WHAT THIS TASK INVOLVES - What is the number of lines below that contain the word "tree"? Respond with that number alone.

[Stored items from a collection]
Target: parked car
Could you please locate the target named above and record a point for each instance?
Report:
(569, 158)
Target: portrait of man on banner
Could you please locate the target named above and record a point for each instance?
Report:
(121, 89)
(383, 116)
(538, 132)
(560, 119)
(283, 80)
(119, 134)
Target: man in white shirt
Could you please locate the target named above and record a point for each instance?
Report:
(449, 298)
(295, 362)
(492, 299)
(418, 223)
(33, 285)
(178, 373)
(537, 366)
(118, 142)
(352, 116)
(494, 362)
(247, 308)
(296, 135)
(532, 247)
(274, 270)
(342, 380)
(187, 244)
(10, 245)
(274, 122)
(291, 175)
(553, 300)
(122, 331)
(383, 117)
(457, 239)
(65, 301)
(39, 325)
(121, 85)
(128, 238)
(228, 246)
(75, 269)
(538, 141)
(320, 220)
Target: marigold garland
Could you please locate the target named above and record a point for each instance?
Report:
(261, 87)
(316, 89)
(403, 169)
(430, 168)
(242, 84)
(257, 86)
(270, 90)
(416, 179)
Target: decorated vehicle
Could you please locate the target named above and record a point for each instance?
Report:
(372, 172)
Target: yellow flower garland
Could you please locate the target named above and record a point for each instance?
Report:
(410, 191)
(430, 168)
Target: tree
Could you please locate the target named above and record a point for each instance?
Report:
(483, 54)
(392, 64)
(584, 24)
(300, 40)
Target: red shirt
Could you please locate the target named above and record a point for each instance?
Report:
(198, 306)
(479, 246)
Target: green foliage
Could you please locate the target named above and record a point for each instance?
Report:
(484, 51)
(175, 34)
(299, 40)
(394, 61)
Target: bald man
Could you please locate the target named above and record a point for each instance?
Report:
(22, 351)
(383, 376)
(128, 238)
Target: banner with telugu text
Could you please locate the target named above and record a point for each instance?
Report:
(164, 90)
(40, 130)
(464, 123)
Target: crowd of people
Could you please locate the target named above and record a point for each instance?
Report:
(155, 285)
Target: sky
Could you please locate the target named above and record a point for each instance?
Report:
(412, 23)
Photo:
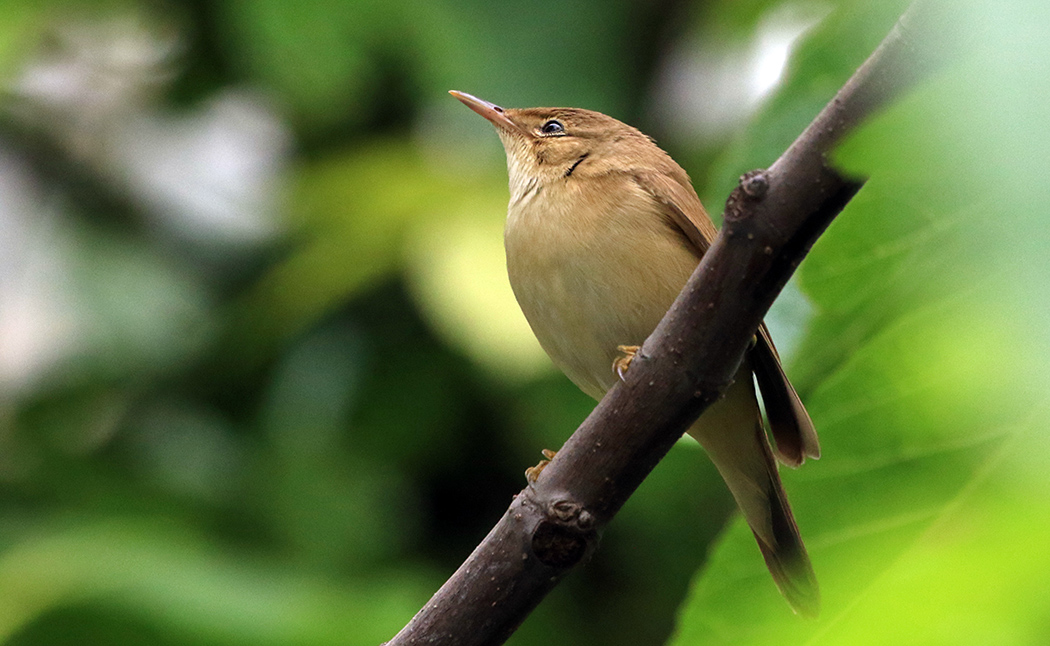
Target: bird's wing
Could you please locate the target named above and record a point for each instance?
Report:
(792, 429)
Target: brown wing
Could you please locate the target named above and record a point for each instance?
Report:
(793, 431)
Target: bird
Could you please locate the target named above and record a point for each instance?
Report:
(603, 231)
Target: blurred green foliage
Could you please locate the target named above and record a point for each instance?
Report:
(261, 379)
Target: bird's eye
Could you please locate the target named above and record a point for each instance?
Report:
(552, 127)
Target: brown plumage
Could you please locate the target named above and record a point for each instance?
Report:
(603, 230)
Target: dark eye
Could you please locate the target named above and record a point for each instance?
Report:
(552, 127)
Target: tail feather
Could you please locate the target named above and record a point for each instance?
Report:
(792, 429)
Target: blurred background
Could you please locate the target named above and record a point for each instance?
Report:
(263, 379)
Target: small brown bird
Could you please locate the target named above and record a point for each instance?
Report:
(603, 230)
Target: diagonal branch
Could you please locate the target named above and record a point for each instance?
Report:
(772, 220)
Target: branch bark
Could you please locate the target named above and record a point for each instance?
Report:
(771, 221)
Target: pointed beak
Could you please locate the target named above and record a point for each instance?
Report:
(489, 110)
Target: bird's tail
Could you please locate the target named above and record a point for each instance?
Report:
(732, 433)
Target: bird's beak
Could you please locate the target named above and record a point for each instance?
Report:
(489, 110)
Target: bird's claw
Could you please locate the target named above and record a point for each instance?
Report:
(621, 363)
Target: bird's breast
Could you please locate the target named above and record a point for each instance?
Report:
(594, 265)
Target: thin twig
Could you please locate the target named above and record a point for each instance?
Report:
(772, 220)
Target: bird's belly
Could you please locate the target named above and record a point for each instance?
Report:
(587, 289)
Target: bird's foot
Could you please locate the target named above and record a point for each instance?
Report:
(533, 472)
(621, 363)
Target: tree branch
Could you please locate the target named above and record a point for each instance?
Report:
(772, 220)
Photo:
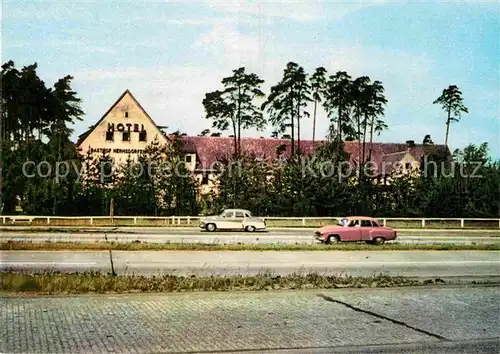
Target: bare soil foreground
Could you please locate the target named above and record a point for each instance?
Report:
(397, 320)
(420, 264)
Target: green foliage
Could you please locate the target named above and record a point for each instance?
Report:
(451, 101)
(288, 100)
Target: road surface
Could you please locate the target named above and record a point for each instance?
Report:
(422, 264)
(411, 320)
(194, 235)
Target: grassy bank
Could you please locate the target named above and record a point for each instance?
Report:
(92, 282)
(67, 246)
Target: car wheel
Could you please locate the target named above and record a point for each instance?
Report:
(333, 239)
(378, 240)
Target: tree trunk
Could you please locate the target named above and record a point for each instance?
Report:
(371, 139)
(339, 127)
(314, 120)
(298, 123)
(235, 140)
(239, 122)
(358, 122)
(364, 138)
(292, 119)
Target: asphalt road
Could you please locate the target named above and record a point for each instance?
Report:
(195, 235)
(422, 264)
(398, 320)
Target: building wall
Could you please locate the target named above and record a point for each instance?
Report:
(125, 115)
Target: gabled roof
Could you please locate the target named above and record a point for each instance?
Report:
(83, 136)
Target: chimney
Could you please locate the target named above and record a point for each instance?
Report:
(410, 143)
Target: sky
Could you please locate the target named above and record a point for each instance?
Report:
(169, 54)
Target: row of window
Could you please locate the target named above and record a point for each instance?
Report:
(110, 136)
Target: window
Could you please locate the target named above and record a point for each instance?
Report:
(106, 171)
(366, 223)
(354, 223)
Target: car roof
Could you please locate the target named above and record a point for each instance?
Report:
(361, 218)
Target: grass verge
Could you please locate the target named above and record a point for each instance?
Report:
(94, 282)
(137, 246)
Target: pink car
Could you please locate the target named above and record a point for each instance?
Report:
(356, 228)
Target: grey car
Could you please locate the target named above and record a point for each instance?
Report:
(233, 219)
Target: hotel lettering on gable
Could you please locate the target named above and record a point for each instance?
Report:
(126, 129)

RESULT - 3